**TEXTO DE LEITURA:**
§ §

Forjado no fogo

É preciso deixar de culpar os outros, discutir construtivamente e criar mecanismos de debate para encontrar alternativas melhores e mais adaptadas aos nossos problemas.

Nova Iorque, abril 2023

«Se queres ir rápido, vai sozinho; se queres ir longe, vai com companhia».

Provérbio Africano

 

«O mundo oferece conforto, mas tu não foste feito para uma vida confortável, foste feito para uma vida grandiosa».

Papa Bento XVI

 

«Uma casa dividida entre si não sobrevive».

Jesus Cristo

 

Queridas Filhas,

Diamantes nascem a altas pressões e temperaturas dentro da terra, as melhores espadas são forjadas a muito altas temperaturas e as melhores organizações humanas são criadas e alimentadas por um debate intenso, honesto e focado numa solução melhor do que as propostas das partes. A história dos pais fundadores dos USA contem exemplos disto: leis e instituições nascidas de intensos debates polarizadores, que, contudo, foram resolvidos com sentido de estado levando à distribuição de poderes e ‘checks and balances’ que ainda temos sempre resistindo a períodos de crise política.

Infelizmente atualmente, vemos a emergência de protestos violentos liderados por grupos convencidos da verdade a 100% das suas posições e sem interesse em compreender ou mesmo ouvir os que deles discordam. Na realidade preferem cancelar opositores. Ativistas climáticos da última geração na Europa, protestos contra aumento de idade de pensões na França, Black Lives Matter nos USA, e mesmo, chocantemente para mim, a imprensa tradicionalmente central a não ter dúvidas das suas opiniões como o The Economist que há menos de 20 anos sempre refletia os argumentos dos dois lados.

§ §

**SECÇÃO DE DADOS:**
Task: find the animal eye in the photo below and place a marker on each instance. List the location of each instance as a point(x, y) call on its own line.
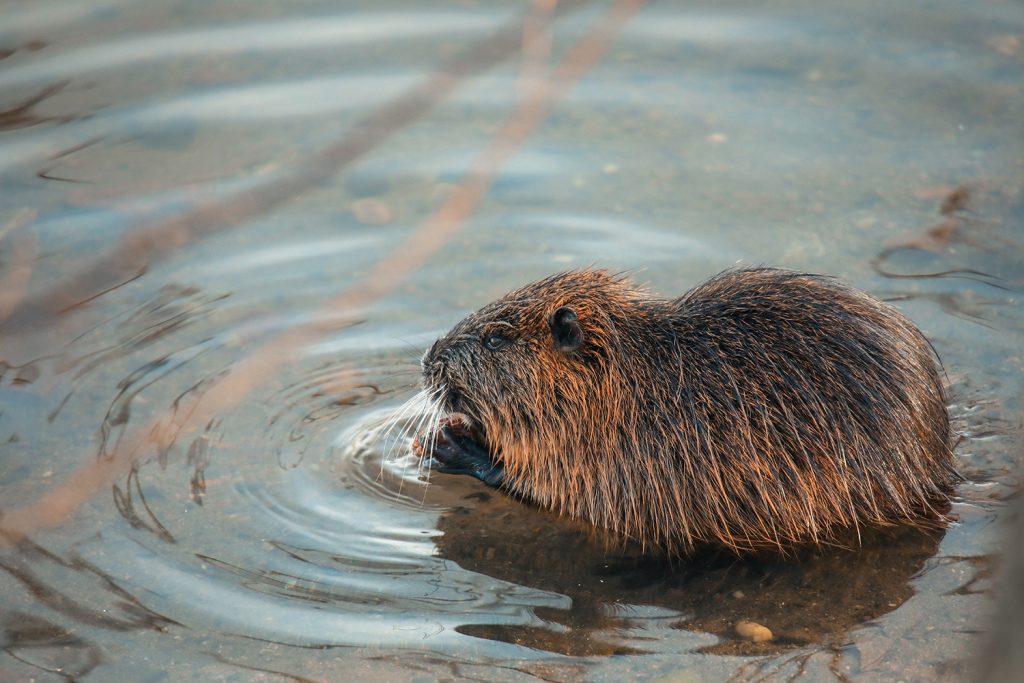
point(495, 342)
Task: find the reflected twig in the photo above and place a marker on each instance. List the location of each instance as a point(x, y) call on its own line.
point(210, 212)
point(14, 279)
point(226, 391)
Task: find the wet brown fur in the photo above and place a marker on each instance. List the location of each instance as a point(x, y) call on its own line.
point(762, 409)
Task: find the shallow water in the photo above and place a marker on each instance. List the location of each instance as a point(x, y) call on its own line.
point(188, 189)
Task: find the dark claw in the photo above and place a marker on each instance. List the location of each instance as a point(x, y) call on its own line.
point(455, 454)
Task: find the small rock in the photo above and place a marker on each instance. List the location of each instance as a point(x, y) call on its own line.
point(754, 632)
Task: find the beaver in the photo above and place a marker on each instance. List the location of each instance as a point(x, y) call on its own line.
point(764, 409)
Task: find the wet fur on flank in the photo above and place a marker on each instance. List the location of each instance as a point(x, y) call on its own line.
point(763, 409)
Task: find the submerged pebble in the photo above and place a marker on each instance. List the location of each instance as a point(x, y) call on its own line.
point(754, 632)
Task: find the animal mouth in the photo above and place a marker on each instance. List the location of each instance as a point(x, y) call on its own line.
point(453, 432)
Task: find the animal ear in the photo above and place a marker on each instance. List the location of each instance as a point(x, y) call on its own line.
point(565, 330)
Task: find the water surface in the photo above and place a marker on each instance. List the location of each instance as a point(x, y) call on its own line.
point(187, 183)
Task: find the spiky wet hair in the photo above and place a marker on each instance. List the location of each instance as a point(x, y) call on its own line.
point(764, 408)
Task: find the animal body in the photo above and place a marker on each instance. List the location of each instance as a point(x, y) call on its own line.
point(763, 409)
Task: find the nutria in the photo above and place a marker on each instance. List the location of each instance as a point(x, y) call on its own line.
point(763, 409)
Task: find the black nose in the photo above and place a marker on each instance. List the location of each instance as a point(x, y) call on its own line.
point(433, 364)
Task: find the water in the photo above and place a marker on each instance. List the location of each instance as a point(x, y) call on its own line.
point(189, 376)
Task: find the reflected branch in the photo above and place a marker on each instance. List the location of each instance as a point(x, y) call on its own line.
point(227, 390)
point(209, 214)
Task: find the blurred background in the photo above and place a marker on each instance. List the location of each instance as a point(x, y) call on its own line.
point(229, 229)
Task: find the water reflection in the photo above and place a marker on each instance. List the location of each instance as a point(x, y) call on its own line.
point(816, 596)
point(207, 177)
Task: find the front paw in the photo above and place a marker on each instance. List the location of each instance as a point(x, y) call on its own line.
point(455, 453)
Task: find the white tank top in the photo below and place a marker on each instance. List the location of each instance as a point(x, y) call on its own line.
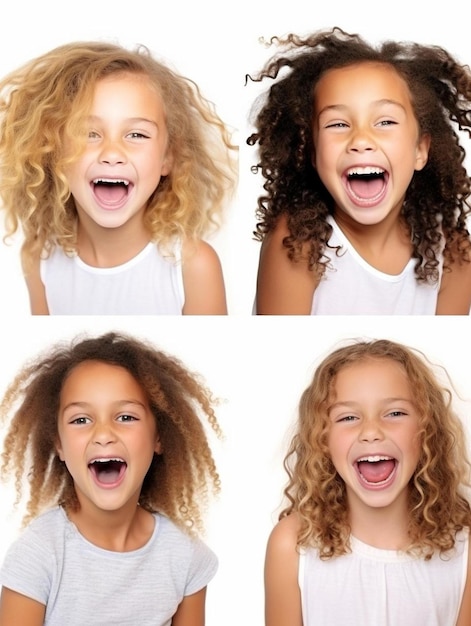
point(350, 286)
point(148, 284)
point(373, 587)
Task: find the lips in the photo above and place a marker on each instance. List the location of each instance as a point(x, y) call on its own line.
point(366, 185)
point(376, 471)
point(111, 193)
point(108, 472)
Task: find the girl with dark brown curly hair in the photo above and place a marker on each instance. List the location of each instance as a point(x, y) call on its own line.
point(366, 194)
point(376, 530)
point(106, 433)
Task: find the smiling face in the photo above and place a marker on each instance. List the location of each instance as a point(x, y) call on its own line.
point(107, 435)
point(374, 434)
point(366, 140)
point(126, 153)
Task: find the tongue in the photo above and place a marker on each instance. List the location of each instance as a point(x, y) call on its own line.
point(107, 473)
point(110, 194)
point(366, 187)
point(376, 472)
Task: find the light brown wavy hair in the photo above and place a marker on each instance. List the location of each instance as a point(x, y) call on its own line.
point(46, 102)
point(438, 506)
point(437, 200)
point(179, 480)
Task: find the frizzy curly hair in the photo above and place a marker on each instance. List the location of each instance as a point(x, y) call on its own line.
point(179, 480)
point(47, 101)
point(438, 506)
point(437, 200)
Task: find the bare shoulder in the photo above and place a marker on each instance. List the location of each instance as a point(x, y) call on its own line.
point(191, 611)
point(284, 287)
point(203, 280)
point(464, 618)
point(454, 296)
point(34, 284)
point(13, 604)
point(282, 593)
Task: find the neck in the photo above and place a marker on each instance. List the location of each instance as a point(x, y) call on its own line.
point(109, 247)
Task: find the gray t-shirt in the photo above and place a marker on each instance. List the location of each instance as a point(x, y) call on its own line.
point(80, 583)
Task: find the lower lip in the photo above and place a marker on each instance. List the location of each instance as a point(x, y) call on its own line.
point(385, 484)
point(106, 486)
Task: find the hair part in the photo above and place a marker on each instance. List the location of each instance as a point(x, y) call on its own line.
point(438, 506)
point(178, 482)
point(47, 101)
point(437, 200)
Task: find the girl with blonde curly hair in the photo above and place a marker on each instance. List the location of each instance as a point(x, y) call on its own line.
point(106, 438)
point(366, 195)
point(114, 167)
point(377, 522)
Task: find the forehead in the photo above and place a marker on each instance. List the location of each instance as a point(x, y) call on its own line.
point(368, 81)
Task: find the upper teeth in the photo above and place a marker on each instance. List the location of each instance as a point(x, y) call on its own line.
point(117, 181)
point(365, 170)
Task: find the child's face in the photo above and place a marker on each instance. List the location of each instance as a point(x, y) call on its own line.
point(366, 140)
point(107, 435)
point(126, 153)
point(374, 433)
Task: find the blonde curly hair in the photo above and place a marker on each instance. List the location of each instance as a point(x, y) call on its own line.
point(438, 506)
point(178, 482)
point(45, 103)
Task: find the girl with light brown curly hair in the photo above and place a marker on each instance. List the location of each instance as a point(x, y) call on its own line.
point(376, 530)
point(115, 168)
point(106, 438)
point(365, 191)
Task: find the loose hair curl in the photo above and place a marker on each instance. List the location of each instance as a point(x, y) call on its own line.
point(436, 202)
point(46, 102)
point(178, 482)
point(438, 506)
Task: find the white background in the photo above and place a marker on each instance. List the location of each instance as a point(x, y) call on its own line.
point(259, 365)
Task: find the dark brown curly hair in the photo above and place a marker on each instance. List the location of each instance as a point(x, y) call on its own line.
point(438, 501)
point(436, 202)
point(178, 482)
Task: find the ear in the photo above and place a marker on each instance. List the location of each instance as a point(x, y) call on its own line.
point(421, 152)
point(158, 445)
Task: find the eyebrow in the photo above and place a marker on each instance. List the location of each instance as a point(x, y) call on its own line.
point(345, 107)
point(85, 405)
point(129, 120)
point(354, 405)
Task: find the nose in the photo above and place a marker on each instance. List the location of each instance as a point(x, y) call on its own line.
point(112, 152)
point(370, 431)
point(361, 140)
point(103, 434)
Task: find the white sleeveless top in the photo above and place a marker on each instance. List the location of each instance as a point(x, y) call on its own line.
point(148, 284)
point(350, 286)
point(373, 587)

§ §

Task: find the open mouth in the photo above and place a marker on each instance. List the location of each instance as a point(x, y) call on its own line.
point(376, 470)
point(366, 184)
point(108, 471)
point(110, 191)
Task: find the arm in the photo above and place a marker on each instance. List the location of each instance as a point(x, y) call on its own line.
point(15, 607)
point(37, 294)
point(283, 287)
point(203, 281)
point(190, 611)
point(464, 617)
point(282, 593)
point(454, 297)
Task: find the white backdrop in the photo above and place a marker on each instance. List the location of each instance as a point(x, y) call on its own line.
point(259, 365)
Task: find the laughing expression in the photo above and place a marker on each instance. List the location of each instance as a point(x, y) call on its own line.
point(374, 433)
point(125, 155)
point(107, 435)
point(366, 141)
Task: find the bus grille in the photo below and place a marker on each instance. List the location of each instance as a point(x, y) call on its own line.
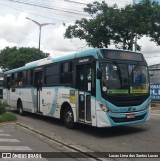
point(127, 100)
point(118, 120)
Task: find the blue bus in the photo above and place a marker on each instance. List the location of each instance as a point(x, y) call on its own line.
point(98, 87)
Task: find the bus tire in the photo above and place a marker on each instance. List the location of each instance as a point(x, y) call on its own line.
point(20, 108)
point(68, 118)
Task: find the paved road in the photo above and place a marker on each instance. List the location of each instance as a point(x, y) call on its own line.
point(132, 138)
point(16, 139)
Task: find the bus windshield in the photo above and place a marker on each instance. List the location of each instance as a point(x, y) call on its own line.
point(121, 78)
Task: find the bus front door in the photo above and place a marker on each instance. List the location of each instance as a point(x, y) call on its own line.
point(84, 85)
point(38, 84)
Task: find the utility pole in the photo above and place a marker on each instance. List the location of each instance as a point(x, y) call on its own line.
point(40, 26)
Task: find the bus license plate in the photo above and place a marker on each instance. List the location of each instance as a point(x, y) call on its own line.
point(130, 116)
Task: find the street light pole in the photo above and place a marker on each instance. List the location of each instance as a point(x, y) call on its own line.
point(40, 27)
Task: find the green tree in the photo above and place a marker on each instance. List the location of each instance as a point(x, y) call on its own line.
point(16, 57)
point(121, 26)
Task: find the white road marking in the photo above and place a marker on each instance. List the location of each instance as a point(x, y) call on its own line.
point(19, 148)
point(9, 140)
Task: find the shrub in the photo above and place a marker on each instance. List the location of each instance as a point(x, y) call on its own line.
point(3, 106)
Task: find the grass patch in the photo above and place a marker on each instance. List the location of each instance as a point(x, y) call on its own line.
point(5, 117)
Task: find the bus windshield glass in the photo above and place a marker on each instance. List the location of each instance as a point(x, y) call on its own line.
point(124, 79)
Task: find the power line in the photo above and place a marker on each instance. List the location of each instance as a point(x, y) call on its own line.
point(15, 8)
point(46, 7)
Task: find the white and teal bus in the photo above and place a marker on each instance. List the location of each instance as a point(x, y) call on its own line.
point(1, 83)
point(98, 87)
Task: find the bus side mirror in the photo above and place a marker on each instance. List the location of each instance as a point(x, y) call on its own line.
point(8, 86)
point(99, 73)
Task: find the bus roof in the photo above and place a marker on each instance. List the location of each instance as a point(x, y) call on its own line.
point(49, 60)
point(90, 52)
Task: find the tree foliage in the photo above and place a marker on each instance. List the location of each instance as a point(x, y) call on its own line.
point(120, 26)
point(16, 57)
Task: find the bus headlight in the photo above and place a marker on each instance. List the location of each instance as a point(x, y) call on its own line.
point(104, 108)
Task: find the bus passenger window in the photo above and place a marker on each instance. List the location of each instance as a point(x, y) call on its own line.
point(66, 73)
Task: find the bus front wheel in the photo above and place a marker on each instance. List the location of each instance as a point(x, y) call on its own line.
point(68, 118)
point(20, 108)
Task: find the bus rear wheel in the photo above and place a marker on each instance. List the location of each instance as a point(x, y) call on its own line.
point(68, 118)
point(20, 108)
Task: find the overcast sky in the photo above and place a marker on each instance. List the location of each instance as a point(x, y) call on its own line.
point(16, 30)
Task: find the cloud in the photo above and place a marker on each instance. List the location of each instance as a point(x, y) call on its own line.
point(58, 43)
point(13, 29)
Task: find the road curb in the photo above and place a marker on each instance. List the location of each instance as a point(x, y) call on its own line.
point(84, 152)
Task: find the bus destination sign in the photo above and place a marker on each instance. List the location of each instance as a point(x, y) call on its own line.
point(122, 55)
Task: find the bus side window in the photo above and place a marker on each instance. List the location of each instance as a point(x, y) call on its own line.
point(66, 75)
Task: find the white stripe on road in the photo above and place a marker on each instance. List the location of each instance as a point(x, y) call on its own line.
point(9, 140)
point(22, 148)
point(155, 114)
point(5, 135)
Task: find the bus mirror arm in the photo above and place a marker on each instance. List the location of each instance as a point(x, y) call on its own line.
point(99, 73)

§ §

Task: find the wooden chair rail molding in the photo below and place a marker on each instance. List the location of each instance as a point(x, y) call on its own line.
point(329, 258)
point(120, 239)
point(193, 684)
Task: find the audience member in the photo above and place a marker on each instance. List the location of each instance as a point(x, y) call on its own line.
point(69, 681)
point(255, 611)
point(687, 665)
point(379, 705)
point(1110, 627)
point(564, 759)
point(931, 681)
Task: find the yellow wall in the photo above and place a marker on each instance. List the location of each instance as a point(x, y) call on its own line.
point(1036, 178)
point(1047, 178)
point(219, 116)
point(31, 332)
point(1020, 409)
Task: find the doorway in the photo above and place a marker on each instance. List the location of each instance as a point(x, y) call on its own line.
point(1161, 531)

§ §

**EXERCÍCIO PROPOSTO:** Transcreva na íntegra o texto «Forjado no fogo», apresentado acima, sem mudar uma única palavra ou sinal.

**RESULTADO DA TAREFA:**
Forjado no fogo

É preciso deixar de culpar os outros, discutir construtivamente e criar mecanismos de debate para encontrar alternativas melhores e mais adaptadas aos nossos problemas.

Nova Iorque, abril 2023

«Se queres ir rápido, vai sozinho; se queres ir longe, vai com companhia».

Provérbio Africano

 

«O mundo oferece conforto, mas tu não foste feito para uma vida confortável, foste feito para uma vida grandiosa».

Papa Bento XVI

 

«Uma casa dividida entre si não sobrevive».

Jesus Cristo

 

Queridas Filhas,

Diamantes nascem a altas pressões e temperaturas dentro da terra, as melhores espadas são forjadas a muito altas temperaturas e as melhores organizações humanas são criadas e alimentadas por um debate intenso, honesto e focado numa solução melhor do que as propostas das partes. A história dos pais fundadores dos USA contem exemplos disto: leis e instituições nascidas de intensos debates polarizadores, que, contudo, foram resolvidos com sentido de estado levando à distribuição de poderes e ‘checks and balances’ que ainda temos sempre resistindo a períodos de crise política.

Infelizmente atualmente, vemos a emergência de protestos violentos liderados por grupos convencidos da verdade a 100% das suas posições e sem interesse em compreender ou mesmo ouvir os que deles discordam. Na realidade preferem cancelar opositores. Ativistas climáticos da última geração na Europa, protestos contra aumento de idade de pensões na França, Black Lives Matter nos USA, e mesmo, chocantemente para mim, a imprensa tradicionalmente central a não ter dúvidas das suas opiniões como o The Economist que há menos de 20 anos sempre refletia os argumentos dos dois lados.